___ Provided data ___

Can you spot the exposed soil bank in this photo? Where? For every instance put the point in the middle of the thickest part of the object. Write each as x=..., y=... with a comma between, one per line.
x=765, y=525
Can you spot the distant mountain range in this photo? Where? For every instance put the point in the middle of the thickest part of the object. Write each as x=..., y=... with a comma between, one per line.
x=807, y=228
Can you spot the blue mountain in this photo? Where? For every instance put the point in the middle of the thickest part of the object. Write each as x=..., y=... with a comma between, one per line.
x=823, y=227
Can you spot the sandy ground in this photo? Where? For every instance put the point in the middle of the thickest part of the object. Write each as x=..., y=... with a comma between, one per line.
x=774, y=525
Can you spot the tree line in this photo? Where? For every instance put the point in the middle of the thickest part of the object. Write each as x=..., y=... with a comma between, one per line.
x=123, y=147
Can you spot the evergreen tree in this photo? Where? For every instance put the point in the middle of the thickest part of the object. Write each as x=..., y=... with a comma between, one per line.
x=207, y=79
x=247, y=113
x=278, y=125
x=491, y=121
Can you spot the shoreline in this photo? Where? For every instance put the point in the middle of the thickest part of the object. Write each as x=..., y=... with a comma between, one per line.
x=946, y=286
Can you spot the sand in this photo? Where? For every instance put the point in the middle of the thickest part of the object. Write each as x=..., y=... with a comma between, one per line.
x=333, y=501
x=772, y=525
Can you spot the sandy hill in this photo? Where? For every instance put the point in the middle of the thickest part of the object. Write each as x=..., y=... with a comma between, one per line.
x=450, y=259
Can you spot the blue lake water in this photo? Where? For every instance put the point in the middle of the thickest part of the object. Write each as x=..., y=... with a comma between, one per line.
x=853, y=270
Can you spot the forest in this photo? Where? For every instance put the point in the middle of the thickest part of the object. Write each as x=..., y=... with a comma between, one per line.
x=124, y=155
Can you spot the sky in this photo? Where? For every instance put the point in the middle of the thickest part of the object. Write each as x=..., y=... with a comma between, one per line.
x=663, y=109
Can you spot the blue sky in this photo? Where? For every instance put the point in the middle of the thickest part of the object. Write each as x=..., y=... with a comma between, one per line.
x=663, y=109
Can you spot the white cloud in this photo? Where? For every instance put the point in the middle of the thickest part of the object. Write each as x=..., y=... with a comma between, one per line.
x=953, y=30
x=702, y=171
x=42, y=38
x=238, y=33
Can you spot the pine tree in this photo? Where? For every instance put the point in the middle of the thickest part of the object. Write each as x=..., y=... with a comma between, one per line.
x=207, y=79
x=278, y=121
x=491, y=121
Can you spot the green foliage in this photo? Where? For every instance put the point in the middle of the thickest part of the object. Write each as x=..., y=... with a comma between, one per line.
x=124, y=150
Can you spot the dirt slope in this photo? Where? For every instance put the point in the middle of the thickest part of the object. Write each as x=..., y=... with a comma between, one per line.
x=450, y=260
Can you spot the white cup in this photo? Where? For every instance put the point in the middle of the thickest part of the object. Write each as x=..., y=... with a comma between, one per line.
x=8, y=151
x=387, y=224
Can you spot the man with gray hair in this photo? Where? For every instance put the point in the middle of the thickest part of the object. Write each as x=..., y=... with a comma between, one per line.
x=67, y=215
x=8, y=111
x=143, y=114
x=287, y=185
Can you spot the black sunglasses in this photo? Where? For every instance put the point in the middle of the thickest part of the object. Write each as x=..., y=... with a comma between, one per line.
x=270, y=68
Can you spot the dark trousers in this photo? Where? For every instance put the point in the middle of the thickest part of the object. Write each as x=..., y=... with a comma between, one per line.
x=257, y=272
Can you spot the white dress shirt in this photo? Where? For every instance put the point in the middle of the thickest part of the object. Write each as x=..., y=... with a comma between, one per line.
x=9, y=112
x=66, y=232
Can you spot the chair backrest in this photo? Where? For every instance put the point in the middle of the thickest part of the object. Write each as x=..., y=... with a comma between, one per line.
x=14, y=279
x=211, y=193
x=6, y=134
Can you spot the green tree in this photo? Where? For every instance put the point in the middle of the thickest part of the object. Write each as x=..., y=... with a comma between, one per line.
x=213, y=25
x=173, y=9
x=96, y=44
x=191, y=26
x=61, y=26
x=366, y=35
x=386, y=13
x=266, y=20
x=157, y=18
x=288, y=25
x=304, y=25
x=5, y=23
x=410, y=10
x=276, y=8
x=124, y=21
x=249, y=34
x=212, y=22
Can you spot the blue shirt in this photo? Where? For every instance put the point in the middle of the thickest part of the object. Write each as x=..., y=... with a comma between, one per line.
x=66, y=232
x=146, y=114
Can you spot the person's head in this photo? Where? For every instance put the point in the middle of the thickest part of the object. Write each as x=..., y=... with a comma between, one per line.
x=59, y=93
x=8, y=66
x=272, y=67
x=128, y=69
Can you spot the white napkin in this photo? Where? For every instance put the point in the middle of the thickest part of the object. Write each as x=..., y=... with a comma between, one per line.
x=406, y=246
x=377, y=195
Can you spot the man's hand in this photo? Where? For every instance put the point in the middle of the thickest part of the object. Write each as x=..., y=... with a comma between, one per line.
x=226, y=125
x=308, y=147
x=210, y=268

___

The problem » Give every line of the entries above as a JSON list of strings, one string per line, omitting any blank lines.

Solution to this exercise »
[
  "Can you spot the exposed soil bank in this photo? Where? For every instance put the point in the middle of the thickest part of the object. Write each as x=..., y=... with a comma between, one per line.",
  "x=765, y=525",
  "Can you spot the distant mountain range in this photo? Where? For every instance put the point in the middle of the thickest part of the object. Write each as x=..., y=... with a comma between, one per line.",
  "x=807, y=228",
  "Can you spot the blue mountain in this photo? Where? For every instance put the point in the middle of the thickest part of the object. Write each as x=..., y=... with a comma between, one per line.",
  "x=823, y=227",
  "Can you spot the sandy ground in this photo? Where? For every instance put the point in the middle of the thickest part of the object. Write each as x=..., y=... with a comma between, one per line.",
  "x=774, y=525",
  "Can you spot the tree line in this photo? Where? For every instance put the point in the middle of the thickest part of the object. Write each as x=..., y=... with a comma between, one per line.",
  "x=123, y=147",
  "Can you spot the evergreen tree in this photo? Where? For every instance put the point in the middle of the thickest part of the object. Write each as x=..., y=... with a comma between, one per line.",
  "x=207, y=79",
  "x=247, y=113",
  "x=278, y=125",
  "x=491, y=121",
  "Can you spot the shoreline in this photo? Where? For every instance put the point in the middle of the thickest part of the object. Write each as x=..., y=... with a comma between, one per line.",
  "x=946, y=286",
  "Can you spot the sand in this photo? Where? For every instance put the point in the middle of the thickest part of the object. Write each as x=..., y=... with a comma between, one per line.",
  "x=333, y=501",
  "x=772, y=525",
  "Can you spot the sandy hill in this photo? Where? For every instance put the point in the middle of the thickest part of the object. Write each as x=..., y=... with a comma between, one per line.",
  "x=450, y=259",
  "Can you spot the blue lake water in this photo? Where? For every instance put the point in the middle of the thickest part of the object. Write each as x=..., y=... with a comma between, one per line.",
  "x=853, y=270",
  "Can you spot the forest in this photo? Where? For every instance put the point in the middle of the thickest part of the object. Write each as x=..., y=... with a comma between, one per line.",
  "x=124, y=155",
  "Can you spot the sky in this photo? Where? For every instance put the point in the middle of the thickest part of the object. Write each as x=..., y=... with a comma between, one per line.",
  "x=663, y=109",
  "Can you spot the blue sky in this photo? Where? For every instance put the point in the middle of the thickest part of the object. Write each as x=..., y=... with a comma between, one per line.",
  "x=663, y=109",
  "Can you spot the white cloud in this photo? Where? For every instance put the point in the middle of the thickest part of the object. Write each as x=..., y=... with a comma between, one per line.",
  "x=953, y=30",
  "x=702, y=171",
  "x=42, y=38",
  "x=238, y=33",
  "Can you spot the pine tree in this photo? Where? For every instance put the point in the middle of the thickest part of the object. Write each as x=..., y=... with a comma between, one per line.",
  "x=207, y=79",
  "x=278, y=121",
  "x=491, y=121",
  "Can you spot the green foliage in this photo? Where? For every instance put the point in the middle of the thickest part of the object. Write each as x=..., y=... with a comma between, one per line.",
  "x=124, y=150",
  "Can you spot the dirt slope in this photo? Where? For every instance put the point in the middle of the thickest part of the object. Write each as x=..., y=... with a comma between, one per line.",
  "x=450, y=260",
  "Can you spot the white cup in this photo? Where? For every instance put the point in the middle of the thickest part of the object. Write each as x=..., y=... with a comma between, one per line.",
  "x=8, y=151",
  "x=387, y=224",
  "Can you spot the man with gray hair in this photo? Where? For every instance put the point in the middle of the thickest part of the object. Write each as x=..., y=... with a comma between, one per line.",
  "x=67, y=215",
  "x=8, y=111",
  "x=143, y=114",
  "x=287, y=185",
  "Can you spot the black sunglasses in this photo? Where? For every instance put the point in the middle of the thickest part of the object. Write each as x=..., y=... with a comma between, one per line.",
  "x=270, y=68",
  "Can you spot the dark trousers in this photo? Where? For every instance put the point in the middle of the thickest part of the object. Write each as x=..., y=... with a comma between, one per line.",
  "x=257, y=272",
  "Can you spot the white dress shirt in this photo? Where? For every instance put the point in the middle of the thickest part of the object. Write each as x=..., y=... with a comma between, one per line.",
  "x=9, y=112",
  "x=66, y=232",
  "Can you spot the chair backrest in this photo? Where? For every instance put the point in the middle of the thickest part of the object. Write each as x=..., y=... with a comma between, one per line.",
  "x=14, y=279",
  "x=211, y=193",
  "x=6, y=134",
  "Can you spot the green tree in this photo? Where? For every instance put the point in the middle of the thickest part of the object. Write each as x=..., y=... with a comma between, one per line.",
  "x=213, y=25",
  "x=173, y=9",
  "x=96, y=44",
  "x=191, y=26",
  "x=61, y=26",
  "x=366, y=35",
  "x=386, y=13",
  "x=266, y=20",
  "x=157, y=18",
  "x=288, y=25",
  "x=304, y=25",
  "x=5, y=23",
  "x=410, y=10",
  "x=276, y=8",
  "x=124, y=21",
  "x=249, y=34",
  "x=212, y=22",
  "Can you spot the blue shirt in this photo? Where? For every instance put the point in the middle of the thickest part of the object. Write each as x=..., y=... with a comma between, one per line.",
  "x=66, y=232",
  "x=146, y=114",
  "Can you spot the person's head in this photo? Where? For every instance put the point in the middle of the thickest part of the object. Write each as x=..., y=... with a comma between, one per line.",
  "x=59, y=93",
  "x=8, y=66",
  "x=272, y=67",
  "x=128, y=69",
  "Can you spot the white napkin in this photo? Where? For every instance put the point in the middle of the thickest part of the object. Write each as x=..., y=... with a comma between, one per line.",
  "x=406, y=246",
  "x=377, y=195",
  "Can you spot the man's hand in this photo? Where? For every instance put the point in the middle of the thickest part of the object. Write each as x=..., y=... with a comma between, one per line.",
  "x=226, y=125",
  "x=308, y=147",
  "x=210, y=268"
]